## What is being asked
Put the lines of the items into a numbered list, starting at the line that contains "# test: identify the dense" and ending at the final line of the items. Leave out any blank lines.

Excerpts of pointing data:
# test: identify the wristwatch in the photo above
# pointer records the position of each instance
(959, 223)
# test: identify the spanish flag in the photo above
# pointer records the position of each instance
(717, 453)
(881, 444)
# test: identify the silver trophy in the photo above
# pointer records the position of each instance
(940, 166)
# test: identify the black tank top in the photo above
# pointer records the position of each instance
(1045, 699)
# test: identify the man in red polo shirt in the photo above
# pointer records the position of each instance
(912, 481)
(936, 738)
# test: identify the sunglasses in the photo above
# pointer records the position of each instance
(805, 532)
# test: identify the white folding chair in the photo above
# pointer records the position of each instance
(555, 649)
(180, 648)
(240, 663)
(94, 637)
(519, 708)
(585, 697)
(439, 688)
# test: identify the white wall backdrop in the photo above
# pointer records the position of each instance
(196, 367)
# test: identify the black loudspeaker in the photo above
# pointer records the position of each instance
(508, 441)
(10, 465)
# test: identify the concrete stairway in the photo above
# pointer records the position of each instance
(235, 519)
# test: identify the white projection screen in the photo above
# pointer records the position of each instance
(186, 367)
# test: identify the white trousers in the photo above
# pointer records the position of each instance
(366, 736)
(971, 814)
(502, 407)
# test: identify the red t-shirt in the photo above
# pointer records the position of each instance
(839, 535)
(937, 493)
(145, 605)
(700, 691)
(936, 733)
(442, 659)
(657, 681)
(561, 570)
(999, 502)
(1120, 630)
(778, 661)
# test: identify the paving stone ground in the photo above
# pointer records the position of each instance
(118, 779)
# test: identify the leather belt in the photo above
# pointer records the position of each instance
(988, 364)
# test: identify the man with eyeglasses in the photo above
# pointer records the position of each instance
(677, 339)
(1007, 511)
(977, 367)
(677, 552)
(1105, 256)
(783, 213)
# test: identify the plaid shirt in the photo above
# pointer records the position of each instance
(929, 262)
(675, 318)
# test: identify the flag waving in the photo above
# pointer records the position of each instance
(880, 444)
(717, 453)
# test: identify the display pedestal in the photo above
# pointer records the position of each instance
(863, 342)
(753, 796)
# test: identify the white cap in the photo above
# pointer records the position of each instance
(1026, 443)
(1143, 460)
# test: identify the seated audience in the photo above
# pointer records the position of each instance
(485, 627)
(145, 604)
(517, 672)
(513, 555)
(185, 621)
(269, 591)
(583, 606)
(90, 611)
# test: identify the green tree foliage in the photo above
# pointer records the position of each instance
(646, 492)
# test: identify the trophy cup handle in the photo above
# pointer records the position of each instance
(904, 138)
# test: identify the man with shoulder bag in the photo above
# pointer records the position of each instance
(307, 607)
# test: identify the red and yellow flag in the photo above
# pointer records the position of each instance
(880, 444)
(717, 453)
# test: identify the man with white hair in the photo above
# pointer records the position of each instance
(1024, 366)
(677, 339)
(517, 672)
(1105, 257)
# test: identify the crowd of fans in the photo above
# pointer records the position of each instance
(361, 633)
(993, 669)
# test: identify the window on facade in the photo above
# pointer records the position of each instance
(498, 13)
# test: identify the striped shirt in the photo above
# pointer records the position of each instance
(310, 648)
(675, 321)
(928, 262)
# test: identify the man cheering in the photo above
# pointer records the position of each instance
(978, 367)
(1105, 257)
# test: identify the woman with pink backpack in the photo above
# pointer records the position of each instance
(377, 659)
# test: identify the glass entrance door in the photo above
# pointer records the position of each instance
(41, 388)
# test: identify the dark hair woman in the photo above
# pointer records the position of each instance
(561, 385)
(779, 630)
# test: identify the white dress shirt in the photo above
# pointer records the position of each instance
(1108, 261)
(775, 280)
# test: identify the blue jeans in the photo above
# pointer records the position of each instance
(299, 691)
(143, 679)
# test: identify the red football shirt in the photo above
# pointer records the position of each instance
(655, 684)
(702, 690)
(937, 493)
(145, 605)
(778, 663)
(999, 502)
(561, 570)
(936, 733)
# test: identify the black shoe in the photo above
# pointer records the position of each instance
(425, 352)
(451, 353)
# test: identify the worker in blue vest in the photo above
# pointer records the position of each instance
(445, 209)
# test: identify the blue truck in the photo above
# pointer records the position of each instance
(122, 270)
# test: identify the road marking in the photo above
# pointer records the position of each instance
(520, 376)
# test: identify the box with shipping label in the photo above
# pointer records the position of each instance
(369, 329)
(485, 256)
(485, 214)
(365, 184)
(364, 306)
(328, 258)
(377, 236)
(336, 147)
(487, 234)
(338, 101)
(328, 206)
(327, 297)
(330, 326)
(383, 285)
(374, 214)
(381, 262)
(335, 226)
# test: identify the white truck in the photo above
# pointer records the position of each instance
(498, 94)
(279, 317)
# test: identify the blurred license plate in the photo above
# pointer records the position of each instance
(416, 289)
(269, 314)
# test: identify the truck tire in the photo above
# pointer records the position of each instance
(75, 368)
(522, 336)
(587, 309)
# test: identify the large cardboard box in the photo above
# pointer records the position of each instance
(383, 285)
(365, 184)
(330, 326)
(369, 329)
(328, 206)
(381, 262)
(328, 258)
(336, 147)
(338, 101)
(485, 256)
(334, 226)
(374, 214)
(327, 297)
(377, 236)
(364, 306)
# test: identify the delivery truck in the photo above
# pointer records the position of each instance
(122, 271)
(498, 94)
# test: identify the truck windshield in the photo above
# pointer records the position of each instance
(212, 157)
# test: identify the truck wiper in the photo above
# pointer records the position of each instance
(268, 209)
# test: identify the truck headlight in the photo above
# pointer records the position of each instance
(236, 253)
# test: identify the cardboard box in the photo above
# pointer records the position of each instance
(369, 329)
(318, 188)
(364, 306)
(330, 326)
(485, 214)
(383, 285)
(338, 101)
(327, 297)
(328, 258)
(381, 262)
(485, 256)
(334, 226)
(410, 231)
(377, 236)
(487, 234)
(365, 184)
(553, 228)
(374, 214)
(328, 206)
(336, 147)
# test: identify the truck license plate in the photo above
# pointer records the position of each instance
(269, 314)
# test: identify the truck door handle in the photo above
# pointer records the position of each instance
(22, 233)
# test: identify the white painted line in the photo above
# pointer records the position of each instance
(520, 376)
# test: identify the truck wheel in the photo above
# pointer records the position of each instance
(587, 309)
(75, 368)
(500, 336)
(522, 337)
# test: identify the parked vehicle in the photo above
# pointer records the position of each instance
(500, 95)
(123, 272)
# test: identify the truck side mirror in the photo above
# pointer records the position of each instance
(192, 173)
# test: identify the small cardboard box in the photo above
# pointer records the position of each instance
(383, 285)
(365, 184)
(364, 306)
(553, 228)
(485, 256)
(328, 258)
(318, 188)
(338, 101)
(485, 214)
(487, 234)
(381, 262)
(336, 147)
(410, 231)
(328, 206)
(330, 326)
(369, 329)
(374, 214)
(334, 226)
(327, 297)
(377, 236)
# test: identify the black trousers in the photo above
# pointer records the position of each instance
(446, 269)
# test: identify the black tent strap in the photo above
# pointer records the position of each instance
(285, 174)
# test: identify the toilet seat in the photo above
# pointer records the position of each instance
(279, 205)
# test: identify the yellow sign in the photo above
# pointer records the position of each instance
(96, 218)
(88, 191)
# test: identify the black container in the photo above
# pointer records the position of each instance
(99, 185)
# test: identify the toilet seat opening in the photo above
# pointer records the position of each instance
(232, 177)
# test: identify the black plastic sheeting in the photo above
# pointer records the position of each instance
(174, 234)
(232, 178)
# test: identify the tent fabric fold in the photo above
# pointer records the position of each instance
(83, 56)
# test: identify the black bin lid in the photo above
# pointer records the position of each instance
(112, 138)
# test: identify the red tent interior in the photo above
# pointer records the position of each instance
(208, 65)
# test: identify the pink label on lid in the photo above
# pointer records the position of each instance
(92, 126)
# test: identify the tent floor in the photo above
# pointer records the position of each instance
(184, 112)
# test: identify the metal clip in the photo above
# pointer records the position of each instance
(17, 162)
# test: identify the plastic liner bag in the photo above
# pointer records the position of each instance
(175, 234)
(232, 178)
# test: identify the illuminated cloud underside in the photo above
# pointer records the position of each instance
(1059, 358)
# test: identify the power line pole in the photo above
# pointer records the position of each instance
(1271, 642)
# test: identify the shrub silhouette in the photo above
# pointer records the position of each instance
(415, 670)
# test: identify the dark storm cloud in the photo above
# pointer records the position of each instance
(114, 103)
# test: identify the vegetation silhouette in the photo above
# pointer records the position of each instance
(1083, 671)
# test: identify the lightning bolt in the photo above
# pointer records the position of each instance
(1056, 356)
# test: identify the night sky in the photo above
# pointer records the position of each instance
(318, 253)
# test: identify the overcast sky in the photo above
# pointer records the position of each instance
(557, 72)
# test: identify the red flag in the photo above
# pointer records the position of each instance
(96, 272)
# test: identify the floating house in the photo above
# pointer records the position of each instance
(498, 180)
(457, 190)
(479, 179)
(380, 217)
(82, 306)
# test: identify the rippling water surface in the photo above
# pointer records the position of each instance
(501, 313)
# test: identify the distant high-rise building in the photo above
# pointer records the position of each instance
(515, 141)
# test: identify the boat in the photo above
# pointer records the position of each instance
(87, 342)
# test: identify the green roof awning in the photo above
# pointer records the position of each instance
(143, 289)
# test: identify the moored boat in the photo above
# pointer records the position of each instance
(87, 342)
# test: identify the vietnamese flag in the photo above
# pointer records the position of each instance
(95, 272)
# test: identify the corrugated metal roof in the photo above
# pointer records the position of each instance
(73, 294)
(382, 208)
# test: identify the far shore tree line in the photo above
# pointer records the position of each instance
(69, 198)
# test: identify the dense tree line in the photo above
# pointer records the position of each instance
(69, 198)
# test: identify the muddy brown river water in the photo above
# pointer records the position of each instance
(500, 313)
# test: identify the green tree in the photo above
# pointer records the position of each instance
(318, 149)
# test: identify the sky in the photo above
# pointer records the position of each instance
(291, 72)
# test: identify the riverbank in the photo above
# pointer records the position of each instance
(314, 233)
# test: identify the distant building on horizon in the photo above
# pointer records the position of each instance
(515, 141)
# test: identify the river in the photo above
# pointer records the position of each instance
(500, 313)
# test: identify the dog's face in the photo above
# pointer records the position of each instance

## Exercise response
1. # test: identify the dense tree line in the photo above
2. # pointer records the position of each instance
3. (69, 198)
4. # test: identify the muddy brown river water in the photo above
5. # pointer records the position of each instance
6. (500, 313)
7. # test: identify the green tree in the photo above
8. # pointer records the position of each instance
9. (318, 149)
10. # test: identify the sky in the photo above
11. # pointer records the position of each instance
12. (291, 72)
13. # test: identify the riverbank in the photo above
14. # pointer records the position of each instance
15. (314, 233)
16. # test: identify the distant building on horizon in the photo above
17. # pointer records the position of each instance
18. (515, 141)
19. # test: identify the river in the photo above
20. # pointer records the position of each instance
21. (500, 313)
22. # test: identify the dog's face in the photo above
23. # pointer records the position of each instance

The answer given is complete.